What this task involves:
Write the next reply in the forum thread about monitoring VyOS, picking up after its last post.

Passage to read:
****************************************
Wondering if anyone has had any experience setting up visualisation monitoring for VyOS?
I have been busy searching the web trying to find an answer and I see people mentioning the following setups.
Telegraf > InfuxDB > Grafana
VyOS > Greylog > ElasticSearch > Grafana
ElasticSearch > Logstasg > Kibana
Unfortunately none of the methods have a how to guides and it seems a massive learning curve to learn grafana, greylog or kibana. I did get Telegraf > InfuxDB > Grafana operational but now just staring at nothing in Grafana as I need to understand Influx script and then make sense of how to create a graph/table
I also stood up a LibreNMS system, but it does not show what traffic is passing through or external connection attempts etc. Mainly CPU temp, Ports are up/down and traffic weight.
Adding syslog support into LibreNMS also does not help, as it only produces what is already possible through VyOS CLI. I’m looking at something similar to this project (GitHub - pfelk/pfelk: pfSense/OPNsense + Elastic Stack) where I can gather some more detail at a single glance.
Happy for suggestions, ideas or solutions with a guide, would be awesome!
I still had no time to prepare a monitoring tool for my VyOS.
But in the past I was able to monitor networking equipment using Prometheus+Grafana. Most valuable information was recollected using snmp exporter (in Prometheus, think of exporters as little modules). There a tons of exporters that helps you get useful information.
As every monitoring tool, there’s a learning curve on how to setup it up properly. But that is something you’ll have to deal with, regardless what monitoring tool you choose.
Thanks for the reply. I understand that Telegraf is already in build 1.3 and active in 1.4 … not sure about Prometheus, but will take a look. I was hoping from this tread that some ones managed to battle the hard yards and point me in the right direction as to how that information is pulled out of the agents and presented. I can only hope
Vyos has all the framework to support the standard prometheus node_exporter package. Any tutorial for setting up prometheus+grafana+node_exporter will apply to the standard Linux parts of Vyos (Host/CPU/Network/disk stats)
****************************************
Provided data:

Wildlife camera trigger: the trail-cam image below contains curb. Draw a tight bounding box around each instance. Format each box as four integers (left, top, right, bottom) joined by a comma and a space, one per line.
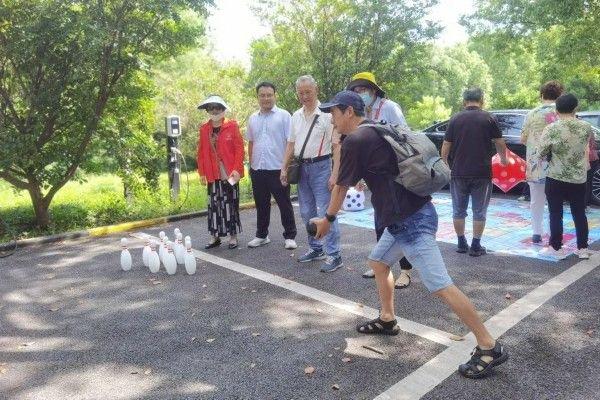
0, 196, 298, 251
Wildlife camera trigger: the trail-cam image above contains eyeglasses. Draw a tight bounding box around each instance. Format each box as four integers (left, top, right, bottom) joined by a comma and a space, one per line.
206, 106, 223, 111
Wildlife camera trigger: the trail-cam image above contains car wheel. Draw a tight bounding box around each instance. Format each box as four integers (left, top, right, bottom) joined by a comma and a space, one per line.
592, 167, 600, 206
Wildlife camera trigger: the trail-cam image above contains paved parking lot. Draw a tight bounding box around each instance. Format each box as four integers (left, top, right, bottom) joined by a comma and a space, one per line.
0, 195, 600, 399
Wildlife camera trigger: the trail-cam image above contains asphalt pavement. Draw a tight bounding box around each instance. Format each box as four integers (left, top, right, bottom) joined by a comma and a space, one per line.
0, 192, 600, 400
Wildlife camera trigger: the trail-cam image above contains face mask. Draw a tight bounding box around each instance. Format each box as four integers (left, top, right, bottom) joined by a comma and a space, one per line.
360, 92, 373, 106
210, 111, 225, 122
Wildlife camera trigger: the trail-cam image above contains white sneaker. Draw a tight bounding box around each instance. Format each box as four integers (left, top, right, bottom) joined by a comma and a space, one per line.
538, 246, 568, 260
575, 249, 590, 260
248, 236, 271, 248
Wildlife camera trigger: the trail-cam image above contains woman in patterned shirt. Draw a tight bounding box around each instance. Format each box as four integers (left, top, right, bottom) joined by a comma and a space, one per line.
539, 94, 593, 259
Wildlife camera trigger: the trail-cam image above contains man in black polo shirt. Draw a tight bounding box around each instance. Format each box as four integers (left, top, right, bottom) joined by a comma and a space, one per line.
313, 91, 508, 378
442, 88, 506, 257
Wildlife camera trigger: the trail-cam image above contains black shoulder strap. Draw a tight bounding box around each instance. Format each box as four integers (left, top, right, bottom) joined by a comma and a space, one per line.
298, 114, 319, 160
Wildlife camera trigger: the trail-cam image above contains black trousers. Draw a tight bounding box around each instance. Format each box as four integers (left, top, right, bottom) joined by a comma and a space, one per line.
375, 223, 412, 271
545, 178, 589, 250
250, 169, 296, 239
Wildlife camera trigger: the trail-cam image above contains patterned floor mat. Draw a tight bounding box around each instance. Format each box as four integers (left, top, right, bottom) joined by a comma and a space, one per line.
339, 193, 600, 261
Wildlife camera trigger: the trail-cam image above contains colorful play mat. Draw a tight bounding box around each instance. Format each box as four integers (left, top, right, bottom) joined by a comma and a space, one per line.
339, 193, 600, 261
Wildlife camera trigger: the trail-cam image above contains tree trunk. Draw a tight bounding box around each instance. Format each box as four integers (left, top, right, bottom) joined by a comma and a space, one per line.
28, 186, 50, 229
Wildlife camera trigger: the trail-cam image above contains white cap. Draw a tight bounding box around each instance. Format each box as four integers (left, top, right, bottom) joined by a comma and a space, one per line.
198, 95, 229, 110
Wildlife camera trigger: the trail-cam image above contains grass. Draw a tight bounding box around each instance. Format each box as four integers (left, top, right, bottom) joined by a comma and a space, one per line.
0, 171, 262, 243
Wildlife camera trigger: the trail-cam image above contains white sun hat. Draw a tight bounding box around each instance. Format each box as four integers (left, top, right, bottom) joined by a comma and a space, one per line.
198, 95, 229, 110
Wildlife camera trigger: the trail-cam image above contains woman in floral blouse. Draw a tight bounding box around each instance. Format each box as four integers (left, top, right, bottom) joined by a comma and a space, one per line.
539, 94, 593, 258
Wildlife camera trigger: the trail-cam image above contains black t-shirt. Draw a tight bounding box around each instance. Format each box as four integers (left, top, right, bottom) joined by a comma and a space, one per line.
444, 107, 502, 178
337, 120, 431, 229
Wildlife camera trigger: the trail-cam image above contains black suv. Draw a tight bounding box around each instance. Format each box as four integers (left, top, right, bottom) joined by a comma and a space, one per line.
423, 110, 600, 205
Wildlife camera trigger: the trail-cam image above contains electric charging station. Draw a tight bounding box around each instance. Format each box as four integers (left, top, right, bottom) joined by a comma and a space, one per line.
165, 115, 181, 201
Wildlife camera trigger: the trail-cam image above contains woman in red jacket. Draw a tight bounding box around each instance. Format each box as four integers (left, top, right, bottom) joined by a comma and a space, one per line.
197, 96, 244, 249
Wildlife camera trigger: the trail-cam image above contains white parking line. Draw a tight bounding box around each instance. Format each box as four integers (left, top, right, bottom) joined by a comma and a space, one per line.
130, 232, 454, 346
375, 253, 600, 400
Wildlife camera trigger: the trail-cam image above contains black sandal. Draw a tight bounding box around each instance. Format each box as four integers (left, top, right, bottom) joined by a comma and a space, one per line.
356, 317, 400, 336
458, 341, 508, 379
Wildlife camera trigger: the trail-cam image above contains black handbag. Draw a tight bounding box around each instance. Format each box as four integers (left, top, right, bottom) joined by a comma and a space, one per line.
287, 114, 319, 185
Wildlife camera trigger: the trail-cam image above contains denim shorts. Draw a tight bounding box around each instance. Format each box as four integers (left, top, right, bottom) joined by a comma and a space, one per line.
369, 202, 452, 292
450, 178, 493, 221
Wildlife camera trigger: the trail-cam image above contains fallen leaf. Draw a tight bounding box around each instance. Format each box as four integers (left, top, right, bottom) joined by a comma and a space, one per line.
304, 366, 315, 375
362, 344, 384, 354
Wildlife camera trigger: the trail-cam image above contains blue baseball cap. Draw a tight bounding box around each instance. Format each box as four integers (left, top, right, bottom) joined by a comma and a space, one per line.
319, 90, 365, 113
****************************************
Output below:
The Prometheus node_exporter package is not in the standard 1.4 builds, you need to add it either to your custom build if you have set up your dev environment, or you can apt-get install the relevant packages every time you upgrade:
vyos@vyos:~$ sudo apt list --installed | match node
prometheus-node-exporter-collectors/now 0+git20210115.7d89f19-1 all [installed,local]
prometheus-node-exporter/now 1.1.2+ds-2.1 amd64 [installed,local]
These two packages, when installed, will configure the standard prometheus node collector service
vyos@vyos:~$ sudo systemctl status prometheus-node-exporter
● prometheus-node-exporter.service - Prometheus exporter for machine metrics
Loaded: loaded (/lib/systemd/system/prometheus-node-exporter.service; enabled; vendor preset: enabled)
Active: active (running) since Thu 2022-02-24 08:59:41 UTC; 1 weeks 3 days ago
Docs: https://github.com/prometheus/node_exporter
Main PID: 866 (prometheus-node)
Tasks: 9 (limit: 4689)
Memory: 31.5M
CPU: 41.769s
CGroup: /system.slice/prometheus-node-exporter.service
└─866 /usr/bin/prometheus-node-exporter
vyos@vyos:~$ sudo netstat -anvp | grep LISTEN | grep 9100
netstat: no support for `AF INET (sctp)' on this system.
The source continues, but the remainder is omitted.